### Selected text
▼▼▼

1.1. Research Background and Motivation

In various stages of their life cycle, including construction material production and transportation, construction, maintenance, renovation, demolition, waste disposal, recycling, and reuse, buildings can severely impact the environment. Although the introduction of green architectural concepts has slightly mitigated the influence of construction projects, our environment is still subject to various damages causing by excessive manual development as well as threats of ecological catastrophe and extreme climate change. The question of how to extend the service life of buildings to enhance their benefits and reduce the effects of building construction on the environment has become a key topic for ensuring sustainable development.
Statistics on issued building licenses from Taiwan’s Directorate General of Budget, Accounting and Statistics, Executive Yuan revealed that from January 1999 to August 2018, the total number of buildings in Taiwan reached 898,492, of which 739,045 were constructed with RC, accounting for approximately 82.25% of all structures [8] (Figure 1). According to the “Table of Durable Years of Building Improvement and Annual Depreciation Rates in Taipei City for the Purpose of Land Price Survey” [9], the RC buildings have a durable life of 60 years. In a research report, Lee mentioned that if condominium buildings can satisfactory implement their management and maintenance plans in terms of structure, then extending their service life as residences to 100 years is achievable [10]. To extend building service life, the seismic capacity of the buildings and the durability of structural materials have become crucial. The government implemented the Urban Renewal Industry Action Plan in 2011 [11], offering subsidies to buildings aged 20–29 years for maintenance and renovation. In this action plan, buildings aged 20 years or older are regarded as old buildings that require regular maintenance as well as structural monitoring and evaluation.
The Jiji earthquake occurred in Taiwan on 21 September 1999, causing numerous buildings to be rated as dangerous or potentially dangerous [12]. The results indicated that a multitude of undamaged buildings could still have problems in terms of seismic capacity. Because the demolition and reconstruction of damaged buildings requires substantial funds, structural strengthening is an essential mean of enhancing the seismic capacity of buildings. In 1994, the Fulin Community in Shilin, Taipei was revealed to be the first case of houses constructed with unwashed sea sand in Taiwan. Sea sand, or sand containing salt, was mixed into the ready-mix concrete that was used as a construction material. High-concentration chloride ions corroded the reinforcement bars (rebars) and caused them to rust. The corrosion volume expanded 7–9 times, causing the spalling of large areas of RC blocks from the structures, severely damaging the usability and safety of the buildings. To lower the reconstruction cost and extend the service life of structures, the application of a safe and effective structural strengthening system is paramount.

1.2. Objectives

This study investigated the mechanisms of structural failure in RC slabs (ceilings) through literature review and case-study verification. We identified contemporary constructional methods for RC slab structural strengthening and their drawbacks, analyzed domestic cases that had applied these methods, investigated the characteristics and structural behaviors of materials used in these methods, and designed a stable and feasible method. The proposed method was then verified with actual cases. The results can serve as a reference for relevant scholars, government officials, and industrial personnel when applying constructional methods for RC slab structural strengthening.

▲▲▲

Put this sentence from the text on strengthening RC buildings into Spanish: "High-concentration chloride ions corroded the reinforcement bars (rebars) and caused them to rust."

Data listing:
▼▼▼

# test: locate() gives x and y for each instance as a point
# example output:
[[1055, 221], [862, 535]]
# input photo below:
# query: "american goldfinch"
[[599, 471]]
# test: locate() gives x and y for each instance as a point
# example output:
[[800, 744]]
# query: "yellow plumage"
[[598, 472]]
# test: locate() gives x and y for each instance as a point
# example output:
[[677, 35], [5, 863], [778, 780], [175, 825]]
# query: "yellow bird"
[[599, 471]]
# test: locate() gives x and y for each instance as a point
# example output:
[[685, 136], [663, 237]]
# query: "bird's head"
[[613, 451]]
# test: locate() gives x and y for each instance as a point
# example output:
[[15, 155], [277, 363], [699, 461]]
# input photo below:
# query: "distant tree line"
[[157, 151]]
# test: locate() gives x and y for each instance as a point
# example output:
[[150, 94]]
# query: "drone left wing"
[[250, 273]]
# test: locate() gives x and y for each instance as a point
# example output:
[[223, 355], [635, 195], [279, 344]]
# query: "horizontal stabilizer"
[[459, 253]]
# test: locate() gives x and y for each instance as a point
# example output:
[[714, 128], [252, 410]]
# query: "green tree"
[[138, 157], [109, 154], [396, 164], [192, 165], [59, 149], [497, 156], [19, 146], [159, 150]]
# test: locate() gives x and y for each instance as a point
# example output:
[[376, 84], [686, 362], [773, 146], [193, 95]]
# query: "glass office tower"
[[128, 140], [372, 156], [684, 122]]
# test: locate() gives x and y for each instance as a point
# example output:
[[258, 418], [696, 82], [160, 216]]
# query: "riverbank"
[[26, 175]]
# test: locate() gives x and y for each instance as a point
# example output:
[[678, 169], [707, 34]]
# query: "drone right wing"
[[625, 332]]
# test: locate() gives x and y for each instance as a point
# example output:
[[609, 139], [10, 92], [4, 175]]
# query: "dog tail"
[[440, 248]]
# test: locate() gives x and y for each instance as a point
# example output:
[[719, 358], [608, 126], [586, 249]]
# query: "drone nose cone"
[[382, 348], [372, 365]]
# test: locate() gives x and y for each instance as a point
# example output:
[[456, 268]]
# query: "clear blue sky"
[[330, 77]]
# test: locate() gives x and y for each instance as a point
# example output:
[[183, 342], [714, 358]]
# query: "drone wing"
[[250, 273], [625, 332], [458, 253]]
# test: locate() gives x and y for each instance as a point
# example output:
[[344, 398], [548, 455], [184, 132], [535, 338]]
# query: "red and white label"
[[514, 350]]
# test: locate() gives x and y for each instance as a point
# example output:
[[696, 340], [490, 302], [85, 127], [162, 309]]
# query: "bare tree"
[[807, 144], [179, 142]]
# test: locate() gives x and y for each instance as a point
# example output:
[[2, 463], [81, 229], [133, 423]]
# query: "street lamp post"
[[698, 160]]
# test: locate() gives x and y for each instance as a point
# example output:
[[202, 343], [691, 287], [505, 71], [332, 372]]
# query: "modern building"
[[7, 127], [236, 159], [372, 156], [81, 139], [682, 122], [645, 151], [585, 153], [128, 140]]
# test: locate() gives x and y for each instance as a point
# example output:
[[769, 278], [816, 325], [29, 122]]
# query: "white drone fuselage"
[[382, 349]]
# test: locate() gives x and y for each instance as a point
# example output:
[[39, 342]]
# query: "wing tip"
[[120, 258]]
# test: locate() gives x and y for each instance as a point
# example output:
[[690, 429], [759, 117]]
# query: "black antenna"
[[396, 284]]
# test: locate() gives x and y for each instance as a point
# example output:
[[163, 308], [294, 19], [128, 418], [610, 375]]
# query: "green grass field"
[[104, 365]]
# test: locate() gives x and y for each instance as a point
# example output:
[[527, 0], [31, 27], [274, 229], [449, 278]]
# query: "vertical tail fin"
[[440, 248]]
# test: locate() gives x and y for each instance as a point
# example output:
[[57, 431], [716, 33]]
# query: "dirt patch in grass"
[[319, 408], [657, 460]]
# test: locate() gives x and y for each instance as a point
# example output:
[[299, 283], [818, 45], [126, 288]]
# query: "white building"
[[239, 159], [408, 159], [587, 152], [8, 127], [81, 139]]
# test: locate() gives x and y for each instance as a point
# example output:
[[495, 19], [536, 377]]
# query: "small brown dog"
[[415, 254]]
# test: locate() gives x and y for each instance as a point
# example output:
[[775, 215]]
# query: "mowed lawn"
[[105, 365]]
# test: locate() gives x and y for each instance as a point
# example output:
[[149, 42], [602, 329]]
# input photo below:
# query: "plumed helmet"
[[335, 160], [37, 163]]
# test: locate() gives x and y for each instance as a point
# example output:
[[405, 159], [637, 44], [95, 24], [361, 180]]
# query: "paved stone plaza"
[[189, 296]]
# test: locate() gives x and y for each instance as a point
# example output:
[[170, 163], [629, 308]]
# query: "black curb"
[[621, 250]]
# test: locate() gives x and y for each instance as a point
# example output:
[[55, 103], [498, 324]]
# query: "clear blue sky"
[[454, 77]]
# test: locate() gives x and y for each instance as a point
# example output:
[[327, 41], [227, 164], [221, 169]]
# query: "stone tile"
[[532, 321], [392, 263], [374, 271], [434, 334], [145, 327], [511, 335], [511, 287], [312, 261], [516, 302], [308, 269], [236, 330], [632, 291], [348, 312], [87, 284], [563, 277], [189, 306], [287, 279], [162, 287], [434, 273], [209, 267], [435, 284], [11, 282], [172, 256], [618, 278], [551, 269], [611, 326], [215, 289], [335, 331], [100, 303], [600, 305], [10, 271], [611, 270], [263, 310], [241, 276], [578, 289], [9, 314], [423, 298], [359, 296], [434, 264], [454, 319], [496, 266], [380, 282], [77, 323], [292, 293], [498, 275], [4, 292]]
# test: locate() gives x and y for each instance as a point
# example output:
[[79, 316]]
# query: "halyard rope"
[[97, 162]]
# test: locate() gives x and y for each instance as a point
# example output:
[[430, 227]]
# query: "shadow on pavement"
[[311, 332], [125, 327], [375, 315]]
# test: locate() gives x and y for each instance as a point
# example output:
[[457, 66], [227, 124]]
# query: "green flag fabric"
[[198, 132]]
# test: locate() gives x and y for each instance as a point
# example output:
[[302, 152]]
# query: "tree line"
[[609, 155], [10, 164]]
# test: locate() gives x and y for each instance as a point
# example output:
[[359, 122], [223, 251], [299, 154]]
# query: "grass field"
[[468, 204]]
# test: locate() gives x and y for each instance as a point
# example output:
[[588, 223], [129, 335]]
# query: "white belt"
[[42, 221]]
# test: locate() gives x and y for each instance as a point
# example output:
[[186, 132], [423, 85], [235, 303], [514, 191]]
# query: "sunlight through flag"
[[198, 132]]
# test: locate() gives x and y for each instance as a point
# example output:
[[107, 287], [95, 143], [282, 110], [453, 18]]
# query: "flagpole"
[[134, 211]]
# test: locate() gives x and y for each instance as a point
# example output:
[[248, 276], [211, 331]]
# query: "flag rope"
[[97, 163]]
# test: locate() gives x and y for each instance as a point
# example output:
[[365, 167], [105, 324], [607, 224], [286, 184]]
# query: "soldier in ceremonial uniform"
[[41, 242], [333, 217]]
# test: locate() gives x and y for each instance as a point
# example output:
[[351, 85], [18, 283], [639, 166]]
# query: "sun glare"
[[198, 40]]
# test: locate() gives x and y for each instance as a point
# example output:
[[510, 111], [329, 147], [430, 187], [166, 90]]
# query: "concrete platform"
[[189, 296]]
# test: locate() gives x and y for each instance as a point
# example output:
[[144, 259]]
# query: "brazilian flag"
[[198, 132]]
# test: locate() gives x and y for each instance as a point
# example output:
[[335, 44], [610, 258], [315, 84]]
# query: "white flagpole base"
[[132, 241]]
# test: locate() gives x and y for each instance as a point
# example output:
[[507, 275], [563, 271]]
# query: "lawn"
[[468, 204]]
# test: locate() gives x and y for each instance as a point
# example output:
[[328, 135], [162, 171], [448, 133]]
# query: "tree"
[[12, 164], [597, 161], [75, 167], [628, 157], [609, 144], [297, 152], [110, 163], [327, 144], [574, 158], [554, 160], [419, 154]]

▲▲▲

### Written answer
Los iones de cloruro en alta concentración corroyeron las barras de refuerzo (varillas) y provocaron que se oxidaran.